**PROMPT**
Copy all of the material below word for word, changing nothing.

[Entries from a pointing dataset]
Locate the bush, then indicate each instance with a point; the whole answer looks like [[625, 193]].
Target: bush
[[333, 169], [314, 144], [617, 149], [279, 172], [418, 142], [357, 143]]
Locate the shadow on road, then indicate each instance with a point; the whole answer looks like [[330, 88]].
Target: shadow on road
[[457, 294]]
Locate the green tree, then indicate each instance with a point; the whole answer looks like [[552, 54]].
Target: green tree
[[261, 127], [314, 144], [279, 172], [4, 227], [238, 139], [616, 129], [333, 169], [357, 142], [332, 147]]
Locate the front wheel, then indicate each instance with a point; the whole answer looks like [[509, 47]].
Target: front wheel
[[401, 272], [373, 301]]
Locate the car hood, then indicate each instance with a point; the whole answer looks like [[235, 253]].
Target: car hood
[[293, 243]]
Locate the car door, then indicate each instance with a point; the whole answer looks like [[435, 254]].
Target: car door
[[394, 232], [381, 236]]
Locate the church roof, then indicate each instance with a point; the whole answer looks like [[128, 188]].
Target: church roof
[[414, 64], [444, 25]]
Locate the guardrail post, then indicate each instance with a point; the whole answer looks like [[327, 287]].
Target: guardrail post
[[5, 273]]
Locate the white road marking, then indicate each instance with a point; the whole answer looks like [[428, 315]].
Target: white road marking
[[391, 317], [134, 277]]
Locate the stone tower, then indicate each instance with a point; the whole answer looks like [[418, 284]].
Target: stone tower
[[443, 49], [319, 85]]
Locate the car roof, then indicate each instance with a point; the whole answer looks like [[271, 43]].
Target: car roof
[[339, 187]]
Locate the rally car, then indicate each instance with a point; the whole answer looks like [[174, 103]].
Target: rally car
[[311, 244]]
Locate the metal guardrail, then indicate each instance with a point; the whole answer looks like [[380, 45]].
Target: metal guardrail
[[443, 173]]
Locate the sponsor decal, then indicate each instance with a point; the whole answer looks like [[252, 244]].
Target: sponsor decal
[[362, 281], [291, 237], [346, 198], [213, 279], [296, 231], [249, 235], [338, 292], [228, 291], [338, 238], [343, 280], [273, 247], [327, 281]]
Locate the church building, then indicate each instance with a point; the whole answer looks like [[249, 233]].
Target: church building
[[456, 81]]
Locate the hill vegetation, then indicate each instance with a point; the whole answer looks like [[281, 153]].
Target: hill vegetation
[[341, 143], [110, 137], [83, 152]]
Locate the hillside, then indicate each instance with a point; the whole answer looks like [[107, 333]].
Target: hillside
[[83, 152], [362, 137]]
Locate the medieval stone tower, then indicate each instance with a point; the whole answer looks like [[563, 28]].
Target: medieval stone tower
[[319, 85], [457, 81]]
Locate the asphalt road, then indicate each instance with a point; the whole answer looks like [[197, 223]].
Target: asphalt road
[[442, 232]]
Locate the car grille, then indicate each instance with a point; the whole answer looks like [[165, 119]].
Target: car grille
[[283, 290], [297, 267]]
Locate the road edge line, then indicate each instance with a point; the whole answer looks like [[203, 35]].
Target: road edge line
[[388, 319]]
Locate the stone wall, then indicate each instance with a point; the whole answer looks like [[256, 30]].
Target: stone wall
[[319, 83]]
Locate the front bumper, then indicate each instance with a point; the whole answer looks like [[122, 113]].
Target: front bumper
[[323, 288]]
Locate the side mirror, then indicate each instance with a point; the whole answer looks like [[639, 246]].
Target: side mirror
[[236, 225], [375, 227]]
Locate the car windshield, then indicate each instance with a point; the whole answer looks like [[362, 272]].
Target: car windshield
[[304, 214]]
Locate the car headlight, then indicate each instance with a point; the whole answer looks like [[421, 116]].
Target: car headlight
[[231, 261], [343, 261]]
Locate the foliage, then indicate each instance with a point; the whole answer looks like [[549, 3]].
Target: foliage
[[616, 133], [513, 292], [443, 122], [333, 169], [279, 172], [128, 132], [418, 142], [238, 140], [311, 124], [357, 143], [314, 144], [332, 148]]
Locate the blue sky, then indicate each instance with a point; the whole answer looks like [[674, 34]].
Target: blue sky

**OUTPUT FOR THIS EXERCISE**
Locate the bush, then indicate each instance with a point; the whole answer looks like [[625, 193]].
Target: bush
[[333, 169], [314, 144], [617, 149], [279, 172], [418, 142], [357, 143]]
Locate the shadow on road, then indicate each instance with a point; the whole answer looks like [[330, 88]].
Target: shadow on road
[[457, 294]]
Locate the green tree, then indicate each instance with a point; the whole answer looks like [[552, 54]].
Target: green tree
[[261, 127], [314, 144], [279, 172], [4, 227], [238, 139], [616, 129], [333, 169], [357, 142], [332, 147]]
Locate the front wheel, then indicate each instance with a point; the whole answer looks like [[509, 47]].
Target: front wheel
[[401, 272], [373, 301]]
Locate the car hood, then indicate each instance with a point; the whole answer looks like [[235, 253]].
Target: car hood
[[293, 243]]
Locate the car door, then indicate each instance with a point; the whole answer looks like [[435, 254]].
Target: car door
[[394, 232], [381, 236]]
Locate the church roof, then indicate each instance with a point; the whole answer looks like [[128, 188]].
Target: church roof
[[414, 64], [444, 25]]
Locate the guardrail post, then indicate each instance with a point; the whole answer looks like [[327, 287]].
Target: guardrail post
[[5, 273]]
Locate the white road marking, then indicate each instance with a point; the whole answer looks like [[428, 315]].
Target: white road marking
[[391, 317], [134, 277]]
Locate the stone tower, then indicate each instance with a point; the whole answer looks like [[418, 284]].
Target: stone tower
[[443, 49], [319, 85]]
Locate the car roof, then indicate each instance with a point; the whole answer looks like [[271, 43]].
Target: car roof
[[339, 187]]
Locate the rally car, then indicate each instance with a point; the whole answer looks like [[174, 103]].
Target: rally car
[[311, 244]]
Locate the metal guardrail, then indicate each instance with a point; the whole answer looks like [[380, 45]].
Target: metal guardrail
[[443, 173]]
Locate the sponsor decal, then indicate each instance with a point; the whole answer looks like [[252, 244]].
Target: sponsor decal
[[362, 281], [291, 237], [346, 198], [213, 279], [296, 231], [249, 235], [338, 292], [228, 291], [338, 238], [343, 280], [273, 247], [327, 281]]
Locate the church building, then indicate each instance with a point; the whole answer looks like [[249, 233]].
Target: church building
[[456, 81]]
Locate the hill vegetation, then indicate each instance with a point; the whole answer looks like [[281, 153]].
Target: hill vegetation
[[341, 143], [110, 137], [83, 152]]
Locate the hillside, then indicate each instance with a point; the whole answer looks like [[107, 333]].
Target: hillside
[[83, 152], [362, 137]]
Locate the medieval stone tower, then indicate each instance with a point; the whole answer looks like [[563, 28]].
Target: medieval stone tower
[[319, 85], [457, 81]]
Locate the asphalt road, then indicate each instance with a point; the whole answer looks like [[197, 223]].
Target: asphalt road
[[442, 232]]
Locate the car grille, then indicate each instance with a point; the whole answer looks like [[165, 119]].
Target: car grille
[[283, 290], [297, 267]]
Locate the road edge line, then indicate each instance with a point; the whole answer looks like [[203, 35]].
Target: road edge line
[[388, 319]]
Locate the stone wall, then indicate each instance with a point; the whole answer looks like [[256, 30]].
Target: stone wall
[[319, 83]]
Locate the front bumper, then indicate each instance with a point; the whole answer looks like [[122, 113]].
Target: front bumper
[[323, 288]]
Locate the side mirror, then indicate each instance with a point; the whole answer looks like [[639, 246]].
Target: side mirror
[[236, 225], [375, 227]]
Locate the car windshield, then indicate each instance with a point; the whole answer looks like [[362, 272]].
Target: car windshield
[[304, 214]]
Locate the car headlight, then indicate each instance with a point; the whole answer looks like [[421, 116]].
Target: car headlight
[[231, 261], [343, 261]]
Locate the foliage, then indicate each instance with a point; the whole answer looks like [[549, 3]].
Target: foliage
[[616, 133], [513, 292], [443, 122], [333, 169], [279, 172], [128, 132], [418, 142], [238, 140], [311, 124], [357, 143], [314, 144], [332, 148]]
Locate the blue sky, then indicate each instance with a point; the whole answer looks like [[674, 34]].
Target: blue sky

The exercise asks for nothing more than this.